**What this task involves**
Each record that follows must be printed exactly as given.

**Data supplied**
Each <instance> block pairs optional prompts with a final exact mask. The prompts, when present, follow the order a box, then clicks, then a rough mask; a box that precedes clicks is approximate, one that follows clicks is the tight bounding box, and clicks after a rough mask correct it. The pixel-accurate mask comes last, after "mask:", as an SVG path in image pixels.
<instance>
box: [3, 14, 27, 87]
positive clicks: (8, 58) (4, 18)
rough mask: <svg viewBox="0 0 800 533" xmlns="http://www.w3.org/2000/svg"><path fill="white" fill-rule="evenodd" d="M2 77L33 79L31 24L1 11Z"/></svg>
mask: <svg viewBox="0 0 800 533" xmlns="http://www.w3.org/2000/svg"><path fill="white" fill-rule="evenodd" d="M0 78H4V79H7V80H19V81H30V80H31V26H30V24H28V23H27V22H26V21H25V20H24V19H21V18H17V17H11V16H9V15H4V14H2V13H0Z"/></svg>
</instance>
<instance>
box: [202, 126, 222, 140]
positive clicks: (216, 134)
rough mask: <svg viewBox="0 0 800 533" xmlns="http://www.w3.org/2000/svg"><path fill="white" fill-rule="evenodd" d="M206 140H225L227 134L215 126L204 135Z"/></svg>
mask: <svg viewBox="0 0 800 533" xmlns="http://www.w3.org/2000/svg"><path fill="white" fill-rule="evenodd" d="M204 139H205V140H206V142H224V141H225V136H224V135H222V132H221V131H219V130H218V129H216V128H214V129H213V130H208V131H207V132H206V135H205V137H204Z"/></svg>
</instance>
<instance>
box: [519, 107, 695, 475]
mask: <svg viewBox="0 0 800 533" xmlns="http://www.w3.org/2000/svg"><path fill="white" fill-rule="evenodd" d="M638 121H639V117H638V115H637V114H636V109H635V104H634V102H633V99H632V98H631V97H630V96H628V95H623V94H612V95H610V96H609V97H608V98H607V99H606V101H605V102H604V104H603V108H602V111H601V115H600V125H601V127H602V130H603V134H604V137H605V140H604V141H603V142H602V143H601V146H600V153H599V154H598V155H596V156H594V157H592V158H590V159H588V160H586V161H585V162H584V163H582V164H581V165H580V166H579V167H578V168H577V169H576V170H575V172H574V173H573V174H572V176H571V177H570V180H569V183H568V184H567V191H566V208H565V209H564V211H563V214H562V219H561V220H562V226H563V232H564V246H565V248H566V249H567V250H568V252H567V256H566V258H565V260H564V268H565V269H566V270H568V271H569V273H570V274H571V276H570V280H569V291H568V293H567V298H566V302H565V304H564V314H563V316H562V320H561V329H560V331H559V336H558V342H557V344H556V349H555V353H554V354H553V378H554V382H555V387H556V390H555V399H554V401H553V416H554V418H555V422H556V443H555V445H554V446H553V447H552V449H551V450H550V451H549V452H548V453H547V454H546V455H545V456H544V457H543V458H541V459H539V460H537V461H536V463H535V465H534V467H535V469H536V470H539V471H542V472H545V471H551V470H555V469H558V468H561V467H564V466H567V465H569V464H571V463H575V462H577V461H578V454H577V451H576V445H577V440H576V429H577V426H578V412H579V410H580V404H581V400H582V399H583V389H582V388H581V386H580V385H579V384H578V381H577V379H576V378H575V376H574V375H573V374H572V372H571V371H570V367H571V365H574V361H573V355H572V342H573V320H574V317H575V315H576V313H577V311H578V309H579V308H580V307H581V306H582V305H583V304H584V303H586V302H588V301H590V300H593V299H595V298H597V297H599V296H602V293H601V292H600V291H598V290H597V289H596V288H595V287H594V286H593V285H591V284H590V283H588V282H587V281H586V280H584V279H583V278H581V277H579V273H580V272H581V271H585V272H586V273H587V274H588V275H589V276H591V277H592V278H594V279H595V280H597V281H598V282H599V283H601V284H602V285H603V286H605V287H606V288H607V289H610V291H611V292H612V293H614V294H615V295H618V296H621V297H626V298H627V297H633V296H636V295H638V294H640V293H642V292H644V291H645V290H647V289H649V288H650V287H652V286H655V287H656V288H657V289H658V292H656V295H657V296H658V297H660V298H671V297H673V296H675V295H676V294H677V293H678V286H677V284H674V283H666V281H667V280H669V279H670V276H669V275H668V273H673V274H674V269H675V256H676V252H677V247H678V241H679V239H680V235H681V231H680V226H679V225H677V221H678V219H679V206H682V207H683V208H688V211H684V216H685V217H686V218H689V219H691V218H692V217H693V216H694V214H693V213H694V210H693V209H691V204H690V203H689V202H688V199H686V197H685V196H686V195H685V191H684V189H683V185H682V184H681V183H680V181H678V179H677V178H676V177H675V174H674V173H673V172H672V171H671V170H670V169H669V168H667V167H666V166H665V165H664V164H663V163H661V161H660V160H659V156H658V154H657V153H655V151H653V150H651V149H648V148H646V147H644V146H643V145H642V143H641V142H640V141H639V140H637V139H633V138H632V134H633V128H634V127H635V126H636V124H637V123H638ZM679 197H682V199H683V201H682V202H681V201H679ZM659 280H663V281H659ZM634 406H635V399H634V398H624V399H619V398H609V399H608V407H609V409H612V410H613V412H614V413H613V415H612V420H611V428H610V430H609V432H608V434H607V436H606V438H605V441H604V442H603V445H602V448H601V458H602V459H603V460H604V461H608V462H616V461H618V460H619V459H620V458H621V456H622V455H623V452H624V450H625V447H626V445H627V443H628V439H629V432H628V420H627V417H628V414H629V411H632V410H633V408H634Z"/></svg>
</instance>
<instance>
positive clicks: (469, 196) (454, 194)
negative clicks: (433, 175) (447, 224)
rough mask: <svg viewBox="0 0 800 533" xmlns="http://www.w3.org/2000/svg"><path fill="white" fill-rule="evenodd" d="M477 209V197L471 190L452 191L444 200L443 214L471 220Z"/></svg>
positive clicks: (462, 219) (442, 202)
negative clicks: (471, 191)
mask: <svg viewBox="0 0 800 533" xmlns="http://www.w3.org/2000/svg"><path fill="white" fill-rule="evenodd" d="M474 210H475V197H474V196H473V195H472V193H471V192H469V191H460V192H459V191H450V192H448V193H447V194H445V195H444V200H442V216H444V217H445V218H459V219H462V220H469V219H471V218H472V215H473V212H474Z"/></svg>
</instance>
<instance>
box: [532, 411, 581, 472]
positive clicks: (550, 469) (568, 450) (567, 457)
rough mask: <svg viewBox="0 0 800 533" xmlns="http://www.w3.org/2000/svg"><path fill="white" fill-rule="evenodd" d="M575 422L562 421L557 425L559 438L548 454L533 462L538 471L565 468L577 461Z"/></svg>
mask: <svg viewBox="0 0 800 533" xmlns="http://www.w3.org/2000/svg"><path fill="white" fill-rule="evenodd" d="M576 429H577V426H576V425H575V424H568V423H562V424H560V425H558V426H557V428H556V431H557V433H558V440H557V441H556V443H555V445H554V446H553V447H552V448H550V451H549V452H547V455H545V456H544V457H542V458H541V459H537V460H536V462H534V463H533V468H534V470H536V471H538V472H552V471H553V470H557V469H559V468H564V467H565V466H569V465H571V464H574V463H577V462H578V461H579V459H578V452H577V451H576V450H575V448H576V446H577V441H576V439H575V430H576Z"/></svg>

**Exercise solution**
Each <instance> block pairs optional prompts with a final exact mask. The prompts, when present, follow the order a box, then clicks, then a rough mask; a box that precedes clicks is approximate, one that follows clicks is the tight bounding box, and clicks after a rough mask correct it. The pixel-accurate mask comes last, after "mask:", as an SVG path in image pixels.
<instance>
box: [3, 14, 27, 87]
positive clicks: (8, 58) (4, 18)
rough mask: <svg viewBox="0 0 800 533" xmlns="http://www.w3.org/2000/svg"><path fill="white" fill-rule="evenodd" d="M2 77L33 79L31 24L1 11Z"/></svg>
mask: <svg viewBox="0 0 800 533" xmlns="http://www.w3.org/2000/svg"><path fill="white" fill-rule="evenodd" d="M0 78H4V79H7V80H19V81H30V80H31V26H30V24H28V23H27V22H26V21H25V20H24V19H21V18H17V17H11V16H9V15H4V14H2V13H0Z"/></svg>
</instance>
<instance>
box: [202, 126, 222, 140]
positive clicks: (216, 134)
rough mask: <svg viewBox="0 0 800 533" xmlns="http://www.w3.org/2000/svg"><path fill="white" fill-rule="evenodd" d="M206 140H225L227 134L215 126L204 135Z"/></svg>
mask: <svg viewBox="0 0 800 533" xmlns="http://www.w3.org/2000/svg"><path fill="white" fill-rule="evenodd" d="M204 139H205V140H206V142H224V141H225V136H224V135H222V132H221V131H219V130H218V129H216V128H214V129H213V130H208V131H207V132H206V135H205V137H204Z"/></svg>
</instance>
<instance>
box: [519, 107, 695, 475]
mask: <svg viewBox="0 0 800 533" xmlns="http://www.w3.org/2000/svg"><path fill="white" fill-rule="evenodd" d="M638 121H639V117H638V115H637V114H636V109H635V104H634V102H633V99H632V98H631V97H630V96H628V95H623V94H612V95H610V96H609V97H608V98H607V99H606V101H605V102H604V104H603V108H602V111H601V115H600V125H601V127H602V130H603V134H604V137H605V140H604V141H603V142H602V143H601V146H600V153H599V154H598V155H596V156H594V157H592V158H590V159H588V160H586V161H585V162H584V163H582V164H581V165H580V166H579V167H578V168H577V169H576V170H575V172H574V173H573V174H572V176H571V177H570V180H569V183H568V184H567V191H566V208H565V209H564V211H563V214H562V219H561V220H562V226H563V232H564V246H565V248H566V249H567V250H568V252H567V256H566V258H565V260H564V268H565V269H566V270H568V271H569V273H570V274H571V276H570V280H569V291H568V293H567V298H566V302H565V304H564V314H563V316H562V320H561V329H560V331H559V336H558V342H557V344H556V349H555V353H554V354H553V378H554V382H555V387H556V390H555V399H554V401H553V416H554V418H555V422H556V443H555V445H554V446H553V447H552V449H551V450H550V451H549V452H548V453H547V454H546V455H545V456H544V457H543V458H541V459H539V460H537V461H536V463H535V465H534V467H535V469H536V470H539V471H542V472H545V471H551V470H555V469H558V468H561V467H564V466H567V465H569V464H571V463H575V462H577V461H578V454H577V451H576V445H577V440H576V429H577V426H578V412H579V410H580V404H581V400H582V399H583V389H582V388H581V386H580V385H579V384H578V381H577V379H576V378H575V376H574V375H573V374H572V372H571V371H570V367H571V365H574V361H573V355H572V342H573V320H574V317H575V315H576V313H577V311H578V309H579V308H580V307H581V306H582V305H583V304H584V303H586V302H588V301H590V300H593V299H595V298H597V297H599V296H602V293H601V292H600V291H598V290H597V289H596V288H595V287H594V286H593V285H591V284H590V283H588V282H587V281H586V280H584V279H583V278H581V277H579V273H580V272H581V271H585V272H586V273H587V274H588V275H589V276H591V277H592V278H594V279H595V280H597V281H598V282H599V283H601V284H602V285H603V286H605V287H606V288H607V289H610V291H611V292H612V293H614V294H615V295H618V296H621V297H626V298H627V297H633V296H636V295H638V294H640V293H642V292H644V291H645V290H647V289H649V288H650V287H652V286H655V287H656V288H657V289H658V292H656V295H657V296H658V297H660V298H671V297H673V296H675V295H676V294H677V293H678V286H677V284H674V283H666V281H667V280H669V279H670V276H669V275H668V273H673V274H674V269H675V256H676V252H677V247H678V241H679V239H680V235H681V231H680V226H679V225H677V221H678V219H679V206H682V207H683V208H688V211H684V216H685V217H686V218H689V219H691V218H692V217H693V216H694V214H693V213H694V210H693V209H691V204H690V203H689V202H688V199H686V197H685V196H686V195H685V191H684V189H683V185H682V184H681V183H680V181H678V179H677V178H676V177H675V174H674V173H673V172H672V171H671V170H670V169H669V168H667V167H666V166H665V165H664V164H663V163H661V161H660V160H659V156H658V154H657V153H655V151H653V150H651V149H648V148H646V147H644V146H643V145H642V143H641V142H640V141H639V140H637V139H633V138H632V134H633V128H634V127H635V126H636V124H637V123H638ZM679 197H682V199H683V201H682V202H681V201H679ZM659 280H663V281H659ZM634 406H635V399H634V398H624V399H619V398H609V399H608V407H609V409H612V410H613V412H614V413H613V415H612V420H611V428H610V430H609V432H608V434H607V436H606V438H605V441H604V442H603V445H602V448H601V458H602V459H603V460H604V461H608V462H616V461H618V460H619V459H620V458H621V456H622V455H623V452H624V450H625V447H626V445H627V443H628V439H629V432H628V420H627V417H628V414H629V411H632V410H633V408H634Z"/></svg>
</instance>
<instance>
positive clicks: (469, 196) (454, 194)
negative clicks: (433, 175) (447, 224)
rough mask: <svg viewBox="0 0 800 533" xmlns="http://www.w3.org/2000/svg"><path fill="white" fill-rule="evenodd" d="M477 209V197L471 190L452 191L444 200L443 214L471 220Z"/></svg>
positive clicks: (462, 219) (442, 202)
negative clicks: (471, 191)
mask: <svg viewBox="0 0 800 533" xmlns="http://www.w3.org/2000/svg"><path fill="white" fill-rule="evenodd" d="M474 210H475V197H474V196H473V195H472V193H471V192H469V191H460V192H459V191H450V192H448V193H447V194H445V195H444V200H442V216H444V217H445V218H459V219H462V220H469V219H471V218H472V215H473V212H474Z"/></svg>
</instance>
<instance>
box: [532, 411, 581, 472]
positive clicks: (550, 469) (568, 450) (567, 457)
rough mask: <svg viewBox="0 0 800 533" xmlns="http://www.w3.org/2000/svg"><path fill="white" fill-rule="evenodd" d="M575 422L562 421L557 425L559 438L548 454L533 462L538 471L565 468L577 461Z"/></svg>
mask: <svg viewBox="0 0 800 533" xmlns="http://www.w3.org/2000/svg"><path fill="white" fill-rule="evenodd" d="M576 429H577V426H576V425H575V424H568V423H562V424H560V425H558V426H557V428H556V431H557V433H558V440H557V441H556V443H555V445H554V446H553V447H552V448H550V451H549V452H547V455H545V456H544V457H542V458H541V459H537V460H536V462H534V463H533V468H534V470H536V471H538V472H552V471H553V470H557V469H559V468H564V467H565V466H569V465H571V464H574V463H577V462H578V461H579V459H578V452H577V451H576V450H575V448H576V446H577V441H576V439H575V430H576Z"/></svg>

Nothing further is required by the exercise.